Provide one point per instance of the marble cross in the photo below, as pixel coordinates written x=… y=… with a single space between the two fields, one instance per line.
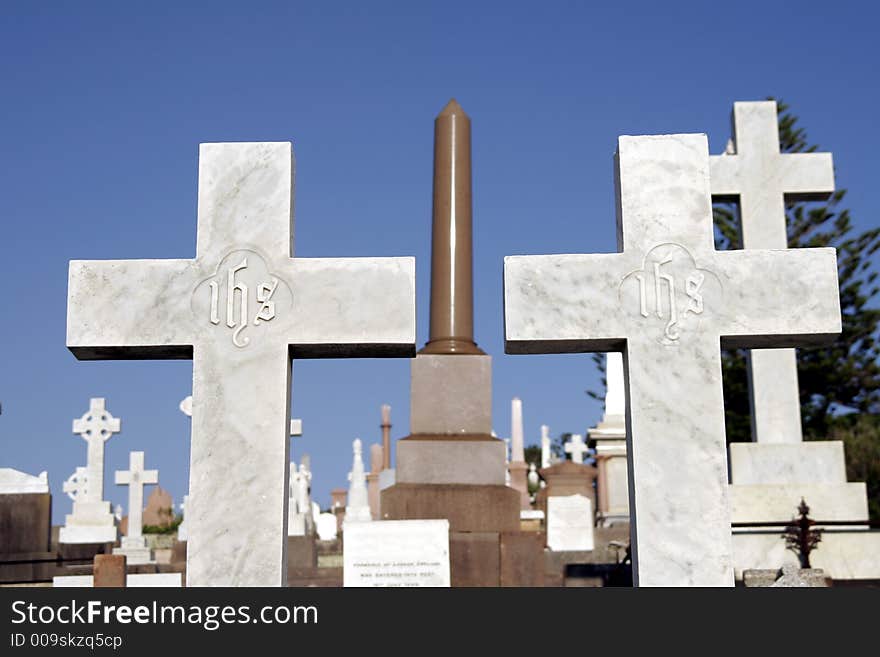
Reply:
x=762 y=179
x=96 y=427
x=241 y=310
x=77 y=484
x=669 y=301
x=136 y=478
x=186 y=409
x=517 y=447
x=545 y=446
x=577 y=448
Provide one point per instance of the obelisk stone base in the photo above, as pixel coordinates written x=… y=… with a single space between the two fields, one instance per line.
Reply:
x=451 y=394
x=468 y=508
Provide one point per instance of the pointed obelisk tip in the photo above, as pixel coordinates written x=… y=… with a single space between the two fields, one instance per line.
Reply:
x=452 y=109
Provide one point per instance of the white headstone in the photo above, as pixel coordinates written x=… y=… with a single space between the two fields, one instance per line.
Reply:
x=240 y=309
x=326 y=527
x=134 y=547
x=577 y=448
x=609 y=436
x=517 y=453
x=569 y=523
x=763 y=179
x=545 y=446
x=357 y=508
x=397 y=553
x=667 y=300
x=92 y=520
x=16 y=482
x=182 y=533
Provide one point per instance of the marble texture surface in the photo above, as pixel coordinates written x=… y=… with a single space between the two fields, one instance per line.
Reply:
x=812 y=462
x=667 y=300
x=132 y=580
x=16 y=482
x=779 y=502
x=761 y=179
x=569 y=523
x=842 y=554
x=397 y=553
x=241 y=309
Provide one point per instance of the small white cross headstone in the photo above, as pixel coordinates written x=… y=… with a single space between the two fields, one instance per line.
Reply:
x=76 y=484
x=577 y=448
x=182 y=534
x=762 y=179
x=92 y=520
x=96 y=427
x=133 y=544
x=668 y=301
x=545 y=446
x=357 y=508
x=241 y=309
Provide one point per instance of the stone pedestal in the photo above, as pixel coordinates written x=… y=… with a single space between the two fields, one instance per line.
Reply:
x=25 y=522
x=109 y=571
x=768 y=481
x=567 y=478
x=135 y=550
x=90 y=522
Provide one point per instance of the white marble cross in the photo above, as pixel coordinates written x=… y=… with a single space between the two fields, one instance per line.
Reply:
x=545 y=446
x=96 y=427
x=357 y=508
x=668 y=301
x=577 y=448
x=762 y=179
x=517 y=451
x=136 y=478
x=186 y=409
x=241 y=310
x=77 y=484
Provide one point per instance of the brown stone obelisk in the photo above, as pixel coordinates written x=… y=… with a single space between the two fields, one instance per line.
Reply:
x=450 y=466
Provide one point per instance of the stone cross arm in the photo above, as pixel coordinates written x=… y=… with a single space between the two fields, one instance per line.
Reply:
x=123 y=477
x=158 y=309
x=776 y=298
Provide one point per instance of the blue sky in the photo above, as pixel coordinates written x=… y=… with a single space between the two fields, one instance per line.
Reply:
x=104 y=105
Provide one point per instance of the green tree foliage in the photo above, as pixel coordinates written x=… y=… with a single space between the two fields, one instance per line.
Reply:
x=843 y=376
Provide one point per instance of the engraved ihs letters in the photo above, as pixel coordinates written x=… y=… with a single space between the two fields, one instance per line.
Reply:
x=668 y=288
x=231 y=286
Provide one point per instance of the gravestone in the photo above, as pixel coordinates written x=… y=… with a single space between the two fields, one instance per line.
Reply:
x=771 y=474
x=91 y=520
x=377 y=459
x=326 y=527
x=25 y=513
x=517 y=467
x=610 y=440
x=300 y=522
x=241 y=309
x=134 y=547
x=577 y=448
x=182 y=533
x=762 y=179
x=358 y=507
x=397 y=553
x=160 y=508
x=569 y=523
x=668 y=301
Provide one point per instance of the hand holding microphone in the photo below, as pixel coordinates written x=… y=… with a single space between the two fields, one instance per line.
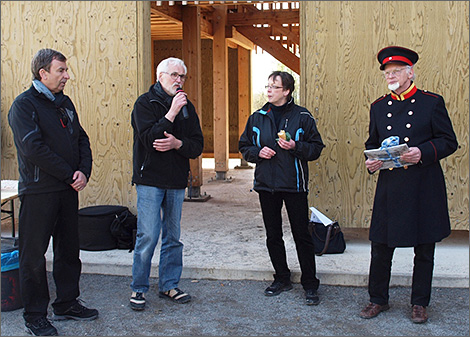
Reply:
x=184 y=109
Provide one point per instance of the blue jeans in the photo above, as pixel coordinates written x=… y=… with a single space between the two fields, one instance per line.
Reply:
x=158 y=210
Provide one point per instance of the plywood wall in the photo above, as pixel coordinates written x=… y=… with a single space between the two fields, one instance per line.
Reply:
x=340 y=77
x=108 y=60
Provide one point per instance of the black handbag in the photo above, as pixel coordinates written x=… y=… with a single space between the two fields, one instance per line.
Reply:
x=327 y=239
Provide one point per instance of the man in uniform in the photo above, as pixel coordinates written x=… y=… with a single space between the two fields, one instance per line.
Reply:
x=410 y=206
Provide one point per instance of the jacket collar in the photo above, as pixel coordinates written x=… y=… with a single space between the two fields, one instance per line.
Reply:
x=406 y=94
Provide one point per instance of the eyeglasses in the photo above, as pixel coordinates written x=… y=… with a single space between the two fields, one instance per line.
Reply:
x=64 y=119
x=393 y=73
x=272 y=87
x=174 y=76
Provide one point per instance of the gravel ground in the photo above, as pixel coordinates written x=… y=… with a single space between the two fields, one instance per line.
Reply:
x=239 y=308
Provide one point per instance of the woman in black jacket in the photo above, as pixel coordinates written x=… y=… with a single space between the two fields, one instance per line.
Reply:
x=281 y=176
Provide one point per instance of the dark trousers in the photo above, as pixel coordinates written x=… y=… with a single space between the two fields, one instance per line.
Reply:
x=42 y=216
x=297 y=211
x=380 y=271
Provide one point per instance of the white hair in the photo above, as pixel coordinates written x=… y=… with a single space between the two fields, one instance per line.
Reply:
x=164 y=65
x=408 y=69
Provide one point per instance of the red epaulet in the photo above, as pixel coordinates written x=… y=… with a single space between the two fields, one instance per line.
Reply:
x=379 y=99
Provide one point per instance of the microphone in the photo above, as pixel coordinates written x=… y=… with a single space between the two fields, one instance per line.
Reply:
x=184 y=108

+-------+

The task: Give all of the lines above as a numbered list, omitting any blank lines and leaving out the pictures.

Task output:
1. Provide one point per instance of the marble cross in the photo below, as pixel coordinates written x=… y=… with a single space between the two fields, one instance per line.
2. Reply:
3. x=762 y=179
4. x=96 y=427
5. x=241 y=310
6. x=77 y=484
7. x=669 y=301
8. x=136 y=478
9. x=186 y=409
10. x=517 y=447
11. x=545 y=446
12. x=577 y=448
13. Provide one point per instance of the obelisk stone base in the photo above, as pixel coordinates written x=… y=… with a single space between the two fields, one instance per line.
14. Reply:
15. x=451 y=394
16. x=468 y=508
17. Provide one point per instance of the pointed obelisk tip in the photo above, as pixel coordinates written x=… y=… with a single space between the two fields, one instance per line.
18. Reply:
19. x=452 y=109
20. Provide one point per instance of the white headstone in the photo above, as pixel coordinates written x=… y=… with a single space between the two fields, one instance per line.
21. Reply:
22. x=240 y=309
23. x=326 y=527
24. x=134 y=547
25. x=577 y=448
26. x=609 y=436
27. x=517 y=453
28. x=569 y=523
29. x=763 y=179
30. x=545 y=446
31. x=357 y=508
32. x=397 y=553
33. x=667 y=300
34. x=92 y=520
35. x=16 y=482
36. x=182 y=533
37. Provide one point per instance of the marble texture surface in the photo above, as pixel coordinates written x=… y=… with a single space between the two fields, one instance per line.
38. Reply:
39. x=812 y=462
40. x=667 y=300
41. x=132 y=580
42. x=16 y=482
43. x=779 y=502
44. x=761 y=179
45. x=569 y=523
46. x=842 y=554
47. x=397 y=553
48. x=241 y=309
49. Provide one point per instance of the small white cross headstone in the photo above, as pixel coordinates written x=… y=… with a single space between the two fields, one instance per line.
50. Reply:
51. x=76 y=484
52. x=577 y=448
53. x=182 y=534
54. x=762 y=179
55. x=92 y=520
56. x=96 y=427
57. x=133 y=544
58. x=668 y=301
59. x=545 y=446
60. x=357 y=508
61. x=241 y=309
62. Provide one point per instance of the stone pedestal in the photo above, as pixel coordinates written x=… y=… with a single space between the two fields, one instance per line.
63. Reply:
64. x=25 y=522
65. x=109 y=571
66. x=768 y=481
67. x=567 y=478
68. x=135 y=550
69. x=90 y=522
70. Provide one point per instance of the white marble cross in the photo above, as pixel coordinates written x=… y=… with a single space between the two fields, one instance per line.
71. Reply:
72. x=545 y=446
73. x=96 y=427
74. x=357 y=508
75. x=668 y=301
76. x=577 y=448
77. x=762 y=179
78. x=517 y=451
79. x=136 y=478
80. x=186 y=409
81. x=241 y=310
82. x=77 y=484
83. Provide one point per instance of the brown stone obelisk in the photo above, as pixel coordinates written x=… y=… with a single space between the two fields, one instance per line.
84. Reply:
85. x=450 y=466
86. Provide one point per instance of the stone cross arm in the photo above, as pixel coordinates written x=… y=… with a single space between the two fields, one instance per line.
87. Reply:
88. x=123 y=477
89. x=158 y=309
90. x=776 y=298
91. Provide one point per instance of the blue sky in the photo above, as pixel coordinates written x=… y=… with a single space between the two fields, one instance per line.
92. Reply:
93. x=104 y=105
94. Provide one point per instance of the green tree foliage in the photo above, as pixel coordinates written x=… y=… with a single space between the two fields, one instance per line.
95. Reply:
96. x=843 y=376
97. Provide one point per instance of the engraved ihs letters in the photo above, as pixel coordinates written x=… y=… with a single space between the two fields, one instance per line.
98. Reply:
99. x=668 y=288
100. x=231 y=286
101. Provide one point per instance of the gravestone in the photo above, as pixel coordinates written x=… y=… with a single space between the two fields, one instance per line.
102. Reply:
103. x=771 y=474
104. x=91 y=520
105. x=377 y=459
106. x=326 y=527
107. x=25 y=513
108. x=517 y=467
109. x=610 y=440
110. x=300 y=522
111. x=241 y=309
112. x=134 y=547
113. x=577 y=448
114. x=182 y=533
115. x=762 y=179
116. x=358 y=507
117. x=397 y=553
118. x=160 y=508
119. x=569 y=523
120. x=668 y=301
121. Provide one point per instance of the hand holding microphone in the photo below, as pixel coordinates written x=… y=… with a single space between the two fields, one instance per line.
122. Reply:
123. x=184 y=109
124. Provide one point per instance of the blue jeans in the photo above, as pixel coordinates written x=… y=… with a single space between the two fields, one instance per line.
125. Reply:
126. x=158 y=210
127. Provide one point per instance of the plywood wall in the photo above, as pixel coordinates written x=… y=… with a single space between the two fields, one instance per line.
128. Reply:
129. x=340 y=77
130. x=108 y=60
131. Provide one point per instance of the black handbag in the photo above, as pixel coordinates written x=… y=… with a single space between the two fields, one instance per line.
132. Reply:
133. x=327 y=239
134. Provide one point per instance of the man in uniform in the photo above, as pixel coordinates written x=… y=… with a single space between the two fields, one instance per line.
135. Reply:
136. x=410 y=206
137. Provide one point per instance of the jacket collar in the photo above, as pixel coordinates written x=… y=… with a single space between the two fields, one instance per line.
138. Reply:
139. x=406 y=94
140. Provide one point per instance of the eyeglasses in the photo above, as pixel coordinates written x=… y=… with a single space between the two fields, one instance per line.
141. Reply:
142. x=64 y=119
143. x=393 y=73
144. x=272 y=87
145. x=174 y=76
146. Provide one point per instance of the gravel ground in the photo above, as pixel coordinates written x=… y=… with a single space between the two fields, one instance per line.
147. Reply:
148. x=239 y=308
149. Provide one point per instance of the woman in black jacket in the photo above, as pixel coordinates written x=… y=… with a single space between the two fields, one instance per line.
150. Reply:
151. x=281 y=176
152. Provide one point per instance of the dark trousers in the photo above, as pixel coordinates written x=… y=… with a single space between the two fields, one instance per line.
153. Reply:
154. x=42 y=216
155. x=297 y=211
156. x=380 y=271
157. Provide one point per instance of the white hair in the photo above, as pixel coordinates written x=… y=… with a single space between the two fields, one instance per line.
158. Reply:
159. x=164 y=65
160. x=408 y=69
161. Provide one point per instance of the red epaulet in the photo above, as pixel coordinates written x=… y=… with a single space between the two fields, one instance per line.
162. Reply:
163. x=379 y=99
164. Provide one point per instance of the microphone in the photo above, as pixel coordinates written x=… y=… with a single space between the two fields, one instance per line.
165. Reply:
166. x=184 y=108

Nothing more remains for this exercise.